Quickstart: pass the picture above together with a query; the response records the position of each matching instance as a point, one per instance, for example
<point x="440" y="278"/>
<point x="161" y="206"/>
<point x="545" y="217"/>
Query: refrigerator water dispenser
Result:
·····
--- WHAT TO WORK ON ---
Number of lines above with the word "point": state it alone.

--- SOLVED EXERCISE ---
4